# Task brief:
Copy each of the following entries verbatim, line for line, without changing any character.

# Records for this exercise:

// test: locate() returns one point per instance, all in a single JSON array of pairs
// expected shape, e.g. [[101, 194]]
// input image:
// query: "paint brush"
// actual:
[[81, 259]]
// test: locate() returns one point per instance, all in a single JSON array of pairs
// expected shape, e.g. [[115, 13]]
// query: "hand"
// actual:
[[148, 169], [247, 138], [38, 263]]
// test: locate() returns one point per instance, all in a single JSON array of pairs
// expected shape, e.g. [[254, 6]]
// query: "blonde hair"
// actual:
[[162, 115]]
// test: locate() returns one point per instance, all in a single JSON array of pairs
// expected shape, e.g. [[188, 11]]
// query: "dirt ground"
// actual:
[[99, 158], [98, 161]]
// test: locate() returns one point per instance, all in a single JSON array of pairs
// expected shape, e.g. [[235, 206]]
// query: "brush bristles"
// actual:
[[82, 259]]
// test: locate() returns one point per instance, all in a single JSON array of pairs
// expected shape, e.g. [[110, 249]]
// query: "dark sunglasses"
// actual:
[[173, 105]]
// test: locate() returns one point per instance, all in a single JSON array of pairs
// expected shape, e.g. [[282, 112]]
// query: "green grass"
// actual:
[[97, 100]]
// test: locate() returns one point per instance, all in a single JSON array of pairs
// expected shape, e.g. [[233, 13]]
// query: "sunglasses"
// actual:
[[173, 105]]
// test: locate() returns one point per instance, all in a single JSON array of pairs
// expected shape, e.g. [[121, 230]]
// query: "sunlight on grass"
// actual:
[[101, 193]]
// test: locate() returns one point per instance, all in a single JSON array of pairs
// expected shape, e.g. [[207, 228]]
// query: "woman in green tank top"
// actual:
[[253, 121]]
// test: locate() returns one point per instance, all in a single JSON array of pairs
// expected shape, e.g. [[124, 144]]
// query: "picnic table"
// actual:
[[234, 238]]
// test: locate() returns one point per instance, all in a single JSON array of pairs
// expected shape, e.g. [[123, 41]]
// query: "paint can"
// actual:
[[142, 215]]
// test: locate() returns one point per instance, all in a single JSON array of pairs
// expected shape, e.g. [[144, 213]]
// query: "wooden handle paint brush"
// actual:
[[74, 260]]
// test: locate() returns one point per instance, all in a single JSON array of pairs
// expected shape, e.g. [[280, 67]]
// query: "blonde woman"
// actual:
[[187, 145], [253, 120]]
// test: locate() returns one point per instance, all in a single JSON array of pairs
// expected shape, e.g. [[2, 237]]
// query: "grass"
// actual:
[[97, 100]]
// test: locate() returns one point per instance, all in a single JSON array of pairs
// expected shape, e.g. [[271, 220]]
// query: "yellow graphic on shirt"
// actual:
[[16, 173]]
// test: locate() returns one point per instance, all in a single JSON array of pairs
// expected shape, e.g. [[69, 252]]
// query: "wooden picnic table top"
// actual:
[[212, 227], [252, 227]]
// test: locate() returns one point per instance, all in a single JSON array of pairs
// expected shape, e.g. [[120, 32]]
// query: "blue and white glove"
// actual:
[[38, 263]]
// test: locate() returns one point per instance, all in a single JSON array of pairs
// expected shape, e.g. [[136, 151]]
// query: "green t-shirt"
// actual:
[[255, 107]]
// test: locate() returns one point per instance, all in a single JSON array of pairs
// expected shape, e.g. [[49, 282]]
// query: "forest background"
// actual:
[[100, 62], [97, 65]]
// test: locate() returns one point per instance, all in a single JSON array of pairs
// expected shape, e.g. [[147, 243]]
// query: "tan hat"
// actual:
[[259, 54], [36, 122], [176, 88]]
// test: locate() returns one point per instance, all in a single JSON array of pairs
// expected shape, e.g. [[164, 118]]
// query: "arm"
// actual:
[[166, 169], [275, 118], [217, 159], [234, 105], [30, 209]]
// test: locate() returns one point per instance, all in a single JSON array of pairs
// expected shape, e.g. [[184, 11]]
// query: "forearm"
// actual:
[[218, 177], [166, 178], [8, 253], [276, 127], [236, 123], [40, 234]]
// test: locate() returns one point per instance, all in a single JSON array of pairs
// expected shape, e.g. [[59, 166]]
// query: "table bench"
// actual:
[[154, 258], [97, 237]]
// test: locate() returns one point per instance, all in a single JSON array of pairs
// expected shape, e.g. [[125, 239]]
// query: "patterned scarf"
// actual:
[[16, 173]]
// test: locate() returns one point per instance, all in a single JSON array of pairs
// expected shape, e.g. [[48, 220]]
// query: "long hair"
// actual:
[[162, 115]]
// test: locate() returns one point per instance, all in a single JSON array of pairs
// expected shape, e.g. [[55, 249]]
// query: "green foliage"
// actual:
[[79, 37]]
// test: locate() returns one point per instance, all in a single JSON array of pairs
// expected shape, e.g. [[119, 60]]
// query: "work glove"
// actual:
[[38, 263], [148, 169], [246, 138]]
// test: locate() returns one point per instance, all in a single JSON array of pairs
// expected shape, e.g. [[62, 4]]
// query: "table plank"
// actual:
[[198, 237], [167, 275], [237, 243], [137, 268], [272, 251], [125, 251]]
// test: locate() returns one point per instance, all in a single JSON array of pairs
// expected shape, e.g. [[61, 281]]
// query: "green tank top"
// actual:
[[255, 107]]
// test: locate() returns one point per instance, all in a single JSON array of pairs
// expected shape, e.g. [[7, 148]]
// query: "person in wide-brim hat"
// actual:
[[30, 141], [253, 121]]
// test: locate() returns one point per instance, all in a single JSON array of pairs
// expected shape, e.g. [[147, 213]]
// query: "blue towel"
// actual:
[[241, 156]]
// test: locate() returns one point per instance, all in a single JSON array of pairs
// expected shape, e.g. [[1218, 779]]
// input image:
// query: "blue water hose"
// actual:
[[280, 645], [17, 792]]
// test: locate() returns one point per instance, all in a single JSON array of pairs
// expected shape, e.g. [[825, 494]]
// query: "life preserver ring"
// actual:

# Answer to the task:
// test: locate() returns one point per instance, all in a single JSON array of pairs
// expected shape, e.g. [[101, 194]]
// input image:
// query: "paint brush"
// actual:
[[81, 259]]
// test: locate() returns one point per instance, all in a single JSON array of pairs
// expected shape, e.g. [[115, 13]]
// query: "hand"
// actual:
[[148, 169], [247, 138], [38, 263]]
// test: locate() returns one point per instance, all in a single JSON array of pairs
// expected shape, e.g. [[254, 6]]
// query: "blonde hair"
// actual:
[[162, 115]]
// test: locate() returns one point per instance, all in a single JSON array of pairs
// expected shape, e.g. [[188, 11]]
// query: "dirt ground"
// actual:
[[99, 158], [98, 161]]
// test: locate() returns one point per instance, all in a single JSON array of pairs
// expected shape, e.g. [[235, 206]]
// query: "brush bristles"
// actual:
[[82, 259]]
// test: locate() returns one point per instance, all in a single JSON array of pairs
// expected shape, e.g. [[110, 249]]
// query: "dark sunglasses"
// actual:
[[173, 105]]
// test: locate() returns one point per instance, all in a single JSON array of pairs
// expected shape, e.g. [[282, 112]]
// query: "green grass"
// actual:
[[97, 100]]
// test: locate() returns one point per instance, all in a single JSON array of pairs
// expected shape, e.g. [[233, 13]]
// query: "sunglasses"
// actual:
[[173, 105]]
// test: locate() returns one point per instance, all in a single JSON array of pairs
// expected shape, e.g. [[121, 230]]
// query: "sunlight on grass"
// actual:
[[101, 193]]
// test: locate() returns one point per instance, all in a single JSON array of pairs
// expected shape, e.g. [[207, 228]]
// query: "woman in green tank top"
// actual:
[[253, 121]]
// test: locate() returns one point per instance, all in a single JSON array of pairs
// expected shape, e.g. [[124, 144]]
// query: "picnic table"
// actual:
[[234, 238]]
// test: locate() returns one point per instance, all in a single JSON array of pairs
// expected shape, e.g. [[123, 41]]
// query: "paint can"
// actual:
[[142, 215]]
// test: locate() returns one point per instance, all in a single JSON array of pairs
// expected shape, e.g. [[144, 213]]
// query: "wooden handle paint brush"
// actual:
[[74, 260]]
// test: locate() returns one point per instance, all in a single JSON array of pairs
// expected shape, e.g. [[280, 67]]
// query: "blonde woman"
// actual:
[[187, 145], [253, 120]]
// test: locate() returns one point per instance, all in a single JSON array of pairs
// expected shape, e.g. [[2, 237]]
// query: "grass"
// actual:
[[97, 100]]
// test: locate() returns one point per instance, all in a single JSON array of pairs
// expected shape, e.g. [[271, 220]]
// query: "yellow graphic on shirt"
// actual:
[[16, 173]]
// test: locate() returns one point per instance, all in a single JSON array of pairs
// expected shape, e.g. [[69, 252]]
// query: "wooden picnic table top"
// actual:
[[212, 227], [252, 227]]
// test: locate() returns one point per instance, all in a single JSON array of pairs
// expected shape, e.g. [[120, 32]]
// query: "blue and white glove"
// actual:
[[38, 263]]
// test: locate() returns one point per instance, all in a single JSON array of pairs
// expected shape, e.g. [[136, 151]]
// query: "green t-shirt"
// actual:
[[255, 107]]
// test: locate() returns one point per instance, all in a single JSON array of pairs
// expected shape, e.g. [[49, 282]]
// query: "forest background"
// actual:
[[100, 62], [97, 65]]
// test: locate() returns one point per instance, all in a single JSON array of pairs
// expected shape, e.g. [[147, 243]]
// query: "tan hat"
// actual:
[[259, 54], [36, 122], [176, 88]]
// test: locate() returns one point per instance, all in a single JSON array of pairs
// expected shape, e.g. [[164, 118]]
// query: "arm"
// actual:
[[166, 169], [275, 118], [217, 159], [234, 105], [30, 209]]
// test: locate() returns one point per instance, all in a single JSON array of pairs
// expected shape, e.g. [[184, 11]]
// query: "forearm"
// actual:
[[218, 177], [166, 178], [8, 253], [276, 127], [236, 123], [40, 234]]
// test: locate() returns one point per instance, all in a single JSON array of pairs
// expected shape, e.g. [[59, 166]]
// query: "table bench"
// actual:
[[154, 258], [97, 237]]
// test: locate() returns one point per instance, all in a single JSON array of pairs
// expected shape, e.g. [[125, 239]]
// query: "patterned scarf"
// actual:
[[16, 173]]
// test: locate() returns one point per instance, all in a single JSON array of pairs
// expected shape, e.g. [[48, 220]]
// query: "long hair"
// actual:
[[162, 115]]
// test: locate() returns one point per instance, all in a single JSON array of pairs
// expected shape, e.g. [[55, 249]]
// query: "green foliage"
// actual:
[[79, 37]]
// test: locate() returns one point per instance, all in a single JSON array of pairs
// expected shape, e.g. [[119, 60]]
// query: "work glove"
// actual:
[[38, 263], [148, 169], [246, 138]]
// test: locate() returns one point per instance, all in a single JSON array of pairs
// expected shape, e.g. [[62, 4]]
// query: "table plank"
// actual:
[[198, 237], [167, 275], [237, 243], [137, 268], [272, 251], [125, 251]]
// test: locate() returns one point per instance, all in a single JSON array of pairs
// expected shape, e.g. [[61, 281]]
// query: "green tank top"
// actual:
[[255, 107]]
// test: locate() returns one point per instance, all in a single JSON array of pairs
// expected shape, e.g. [[7, 148]]
// query: "person in wide-brim hat"
// actual:
[[30, 141], [253, 121]]
// test: locate() returns one point per instance, all in a single JSON array of pairs
// expected shape, e.g. [[147, 213]]
// query: "blue towel"
// actual:
[[241, 156]]
// test: locate() returns one point per instance, all in a single JSON array of pairs
// expected shape, e.g. [[1218, 779]]
// input image:
// query: "blue water hose"
// actual:
[[280, 645], [17, 792]]
// test: locate() returns one point per instance, all in a single JSON array of pairs
// expected shape, e.g. [[825, 494]]
// query: "life preserver ring"
// actual:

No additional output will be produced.